• [What to do]: Once you reach the line containing "the puppy's eye." in the entries below, write out that line and each one after it down to the line containing "of the puppy.", exactly and with nothing added.

** Supplied records follows **

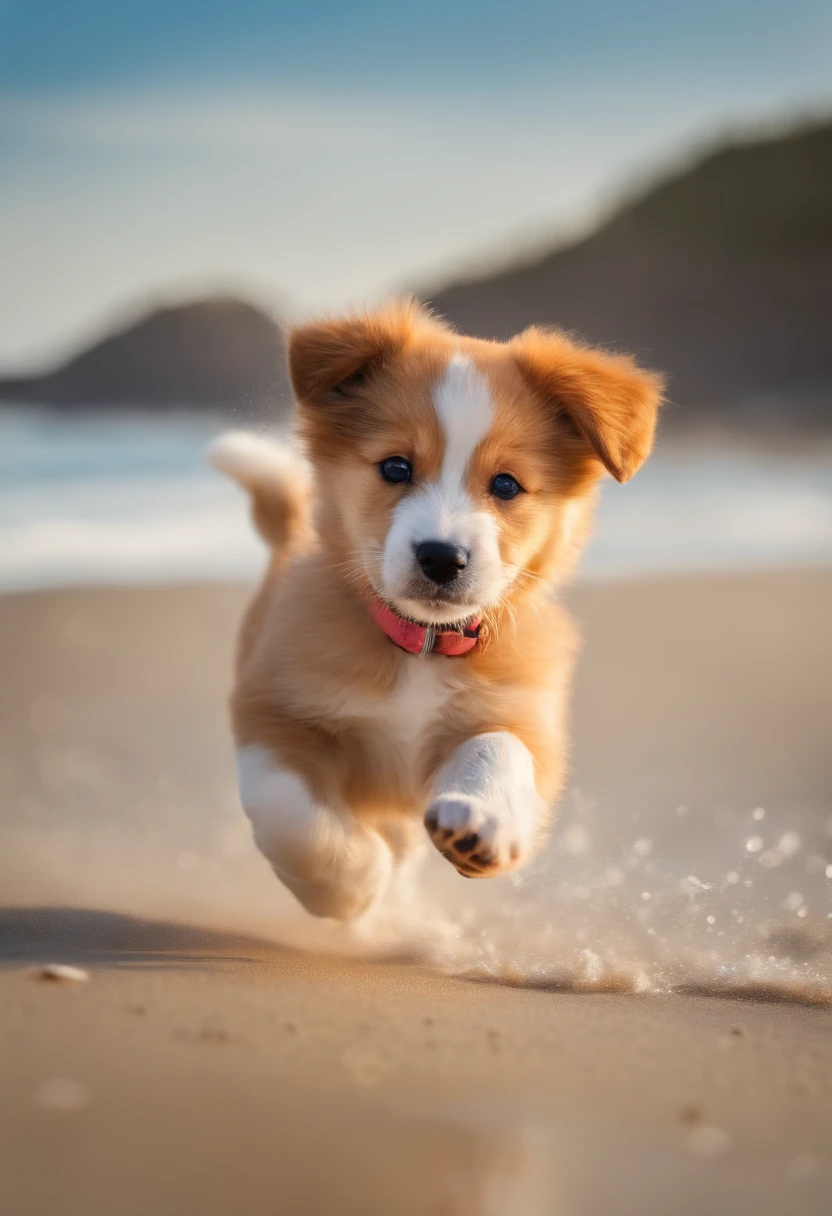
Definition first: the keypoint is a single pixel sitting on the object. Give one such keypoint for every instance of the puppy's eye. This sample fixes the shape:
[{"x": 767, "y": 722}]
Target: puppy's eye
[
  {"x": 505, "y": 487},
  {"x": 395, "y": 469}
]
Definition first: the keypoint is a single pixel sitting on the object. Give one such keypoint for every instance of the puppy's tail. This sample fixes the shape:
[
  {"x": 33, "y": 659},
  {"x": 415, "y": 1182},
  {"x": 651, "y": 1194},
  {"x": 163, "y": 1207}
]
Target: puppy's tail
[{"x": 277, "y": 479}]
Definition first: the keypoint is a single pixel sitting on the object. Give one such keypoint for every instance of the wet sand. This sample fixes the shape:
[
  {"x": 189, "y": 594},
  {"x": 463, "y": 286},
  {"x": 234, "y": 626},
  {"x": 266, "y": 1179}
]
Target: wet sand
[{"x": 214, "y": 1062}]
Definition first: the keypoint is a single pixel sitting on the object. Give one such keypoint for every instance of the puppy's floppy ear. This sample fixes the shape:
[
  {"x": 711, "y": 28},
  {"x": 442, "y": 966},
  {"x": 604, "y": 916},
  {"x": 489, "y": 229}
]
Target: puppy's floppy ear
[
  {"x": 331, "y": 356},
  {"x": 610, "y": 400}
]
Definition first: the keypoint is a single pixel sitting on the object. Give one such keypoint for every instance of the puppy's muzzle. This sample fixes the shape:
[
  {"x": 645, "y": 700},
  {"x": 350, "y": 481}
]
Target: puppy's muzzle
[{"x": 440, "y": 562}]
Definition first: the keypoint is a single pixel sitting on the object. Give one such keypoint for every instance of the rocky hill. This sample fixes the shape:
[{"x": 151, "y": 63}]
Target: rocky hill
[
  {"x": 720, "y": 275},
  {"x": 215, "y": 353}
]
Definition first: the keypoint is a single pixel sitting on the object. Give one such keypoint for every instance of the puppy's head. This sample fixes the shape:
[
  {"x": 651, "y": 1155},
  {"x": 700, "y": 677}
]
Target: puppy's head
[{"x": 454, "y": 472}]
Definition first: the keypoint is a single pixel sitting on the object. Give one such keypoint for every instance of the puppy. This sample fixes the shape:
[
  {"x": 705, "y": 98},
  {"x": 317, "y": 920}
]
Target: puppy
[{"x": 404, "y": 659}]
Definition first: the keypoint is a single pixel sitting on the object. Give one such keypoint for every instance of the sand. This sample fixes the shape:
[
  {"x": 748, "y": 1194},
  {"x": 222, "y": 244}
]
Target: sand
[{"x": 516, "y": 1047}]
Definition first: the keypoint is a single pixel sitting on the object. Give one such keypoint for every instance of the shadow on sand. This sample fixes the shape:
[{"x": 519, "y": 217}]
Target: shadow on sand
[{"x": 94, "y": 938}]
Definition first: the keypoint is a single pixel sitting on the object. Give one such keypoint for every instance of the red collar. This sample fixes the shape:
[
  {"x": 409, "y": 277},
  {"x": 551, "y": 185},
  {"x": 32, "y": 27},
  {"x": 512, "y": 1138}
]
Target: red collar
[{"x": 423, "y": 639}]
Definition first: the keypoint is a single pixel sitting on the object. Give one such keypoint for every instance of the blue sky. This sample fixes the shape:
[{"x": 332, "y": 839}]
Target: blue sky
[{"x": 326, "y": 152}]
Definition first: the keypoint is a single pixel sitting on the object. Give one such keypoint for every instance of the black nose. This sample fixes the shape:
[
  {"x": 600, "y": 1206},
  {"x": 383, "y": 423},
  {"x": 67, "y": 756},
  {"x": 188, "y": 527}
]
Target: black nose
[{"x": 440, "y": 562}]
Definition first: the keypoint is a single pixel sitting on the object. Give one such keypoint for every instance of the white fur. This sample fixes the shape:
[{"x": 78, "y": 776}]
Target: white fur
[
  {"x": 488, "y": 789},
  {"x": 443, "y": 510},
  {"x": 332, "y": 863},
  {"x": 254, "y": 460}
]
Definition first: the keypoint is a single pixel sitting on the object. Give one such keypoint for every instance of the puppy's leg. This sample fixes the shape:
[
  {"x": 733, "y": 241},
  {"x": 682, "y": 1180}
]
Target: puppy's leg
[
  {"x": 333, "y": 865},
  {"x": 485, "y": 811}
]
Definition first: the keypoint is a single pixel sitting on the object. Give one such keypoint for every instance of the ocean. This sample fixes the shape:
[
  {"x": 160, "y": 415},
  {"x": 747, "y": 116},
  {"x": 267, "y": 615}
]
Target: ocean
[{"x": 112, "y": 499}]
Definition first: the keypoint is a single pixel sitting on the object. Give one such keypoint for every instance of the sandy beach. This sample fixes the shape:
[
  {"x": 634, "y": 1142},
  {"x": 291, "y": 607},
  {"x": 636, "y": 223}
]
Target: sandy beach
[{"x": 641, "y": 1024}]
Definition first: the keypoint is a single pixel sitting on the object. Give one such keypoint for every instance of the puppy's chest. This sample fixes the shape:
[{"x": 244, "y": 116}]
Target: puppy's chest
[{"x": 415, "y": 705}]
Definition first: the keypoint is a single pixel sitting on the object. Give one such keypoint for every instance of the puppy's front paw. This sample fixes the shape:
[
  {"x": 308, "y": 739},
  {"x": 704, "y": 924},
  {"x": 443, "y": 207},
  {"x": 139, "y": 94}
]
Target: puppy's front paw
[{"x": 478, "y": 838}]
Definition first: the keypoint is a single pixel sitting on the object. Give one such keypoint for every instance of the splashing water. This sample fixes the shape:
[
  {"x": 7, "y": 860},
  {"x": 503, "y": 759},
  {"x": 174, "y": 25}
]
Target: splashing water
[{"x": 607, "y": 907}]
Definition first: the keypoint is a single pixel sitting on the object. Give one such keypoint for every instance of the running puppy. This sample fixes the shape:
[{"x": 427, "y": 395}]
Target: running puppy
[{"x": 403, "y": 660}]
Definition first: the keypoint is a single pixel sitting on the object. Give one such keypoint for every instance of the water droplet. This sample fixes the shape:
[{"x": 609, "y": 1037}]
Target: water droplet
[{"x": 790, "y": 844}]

** End of Supplied records **
** Supplied records follows **

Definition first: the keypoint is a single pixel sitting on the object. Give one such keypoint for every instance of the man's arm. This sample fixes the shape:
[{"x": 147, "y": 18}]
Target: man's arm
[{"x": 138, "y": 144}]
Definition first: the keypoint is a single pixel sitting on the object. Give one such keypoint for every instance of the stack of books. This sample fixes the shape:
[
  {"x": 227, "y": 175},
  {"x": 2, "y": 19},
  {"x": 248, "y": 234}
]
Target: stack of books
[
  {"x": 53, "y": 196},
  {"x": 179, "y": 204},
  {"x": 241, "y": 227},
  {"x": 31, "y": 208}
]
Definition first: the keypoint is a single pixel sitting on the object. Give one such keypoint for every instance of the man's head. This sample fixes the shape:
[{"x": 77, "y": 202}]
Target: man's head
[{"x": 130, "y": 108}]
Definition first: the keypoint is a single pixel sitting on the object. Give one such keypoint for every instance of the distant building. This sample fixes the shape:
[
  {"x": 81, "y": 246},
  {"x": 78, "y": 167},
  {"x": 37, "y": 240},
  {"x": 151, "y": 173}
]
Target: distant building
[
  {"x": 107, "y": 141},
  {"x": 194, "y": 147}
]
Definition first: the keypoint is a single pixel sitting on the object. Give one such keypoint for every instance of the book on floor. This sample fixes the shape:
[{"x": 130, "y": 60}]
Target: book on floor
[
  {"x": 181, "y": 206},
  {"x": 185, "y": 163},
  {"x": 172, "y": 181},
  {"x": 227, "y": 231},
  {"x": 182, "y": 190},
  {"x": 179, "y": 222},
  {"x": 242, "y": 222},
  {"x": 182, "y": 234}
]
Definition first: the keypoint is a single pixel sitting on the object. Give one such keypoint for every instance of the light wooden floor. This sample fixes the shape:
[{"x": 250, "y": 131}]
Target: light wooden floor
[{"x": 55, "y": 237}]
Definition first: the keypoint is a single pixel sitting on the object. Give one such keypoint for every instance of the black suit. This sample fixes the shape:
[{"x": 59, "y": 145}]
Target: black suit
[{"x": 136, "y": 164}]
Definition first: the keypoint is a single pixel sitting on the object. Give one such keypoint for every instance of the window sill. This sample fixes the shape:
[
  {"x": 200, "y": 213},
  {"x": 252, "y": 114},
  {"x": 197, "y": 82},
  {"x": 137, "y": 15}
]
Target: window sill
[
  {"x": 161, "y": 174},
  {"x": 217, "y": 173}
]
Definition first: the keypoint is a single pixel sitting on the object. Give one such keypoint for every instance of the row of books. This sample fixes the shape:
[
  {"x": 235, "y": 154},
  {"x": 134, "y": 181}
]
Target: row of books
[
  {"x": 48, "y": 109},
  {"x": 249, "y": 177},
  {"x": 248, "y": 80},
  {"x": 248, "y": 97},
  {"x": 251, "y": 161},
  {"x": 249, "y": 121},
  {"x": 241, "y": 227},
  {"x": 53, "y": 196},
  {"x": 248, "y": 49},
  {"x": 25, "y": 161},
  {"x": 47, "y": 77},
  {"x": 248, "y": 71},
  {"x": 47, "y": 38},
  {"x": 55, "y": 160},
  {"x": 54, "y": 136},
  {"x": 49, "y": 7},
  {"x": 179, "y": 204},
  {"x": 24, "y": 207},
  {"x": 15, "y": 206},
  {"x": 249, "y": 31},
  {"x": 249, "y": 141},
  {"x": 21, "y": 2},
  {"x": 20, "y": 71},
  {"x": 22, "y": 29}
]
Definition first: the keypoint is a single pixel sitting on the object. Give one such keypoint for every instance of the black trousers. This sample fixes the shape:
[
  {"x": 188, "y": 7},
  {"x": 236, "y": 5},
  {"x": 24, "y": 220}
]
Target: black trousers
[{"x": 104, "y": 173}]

** End of Supplied records **

• [Expected answer]:
Definition first: the keypoint is a single pixel sitting on the object. Give one such keypoint for every instance of the puppy's eye. This sample fixes the shape:
[{"x": 767, "y": 722}]
Target: puppy's eye
[
  {"x": 505, "y": 487},
  {"x": 395, "y": 469}
]
Definition first: the keypoint is a single pixel sitting on the object. Give one such keypoint for every instance of the puppy's tail. This sample fixes the shape:
[
  {"x": 33, "y": 659},
  {"x": 415, "y": 1182},
  {"x": 651, "y": 1194},
  {"x": 163, "y": 1207}
]
Target: puppy's tail
[{"x": 277, "y": 479}]
Definition first: the keypoint is a single pixel sitting on the object. Give one such keypoint for every instance of the wet sand. This sample fixes the shape:
[
  {"x": 189, "y": 594},
  {"x": 463, "y": 286},
  {"x": 234, "y": 626},
  {"x": 266, "y": 1179}
]
Target: wet sand
[{"x": 214, "y": 1062}]
Definition first: the keypoint is a single pixel sitting on the object. Give one such keypoint for every instance of the puppy's floppy ear. This sample fixes the shape:
[
  {"x": 711, "y": 28},
  {"x": 442, "y": 966},
  {"x": 604, "y": 916},
  {"x": 489, "y": 229}
]
Target: puppy's floppy ear
[
  {"x": 331, "y": 356},
  {"x": 610, "y": 400}
]
Definition first: the keypoint is a single pixel sitting on the object. Give one such keypoint for every instance of the puppy's muzzle. This sample fixes the shape:
[
  {"x": 645, "y": 700},
  {"x": 350, "y": 481}
]
Target: puppy's muzzle
[{"x": 440, "y": 562}]
Definition first: the keypoint is a single pixel sitting on the object. Give one such keypoint for every instance of the rocky hill. This sample fixes the shape:
[{"x": 151, "y": 63}]
Target: rocky hill
[
  {"x": 720, "y": 275},
  {"x": 215, "y": 353}
]
Definition first: the keypoint is a single pixel sitting on the object. Give one such keypoint for every instance of the puppy's head. This sample fixes the shape:
[
  {"x": 651, "y": 1155},
  {"x": 700, "y": 677}
]
Target: puppy's head
[{"x": 454, "y": 472}]
Definition first: the keypoint is a single pixel sitting on the object. Give one such keypoint for every instance of the puppy. This sample fixes the shape:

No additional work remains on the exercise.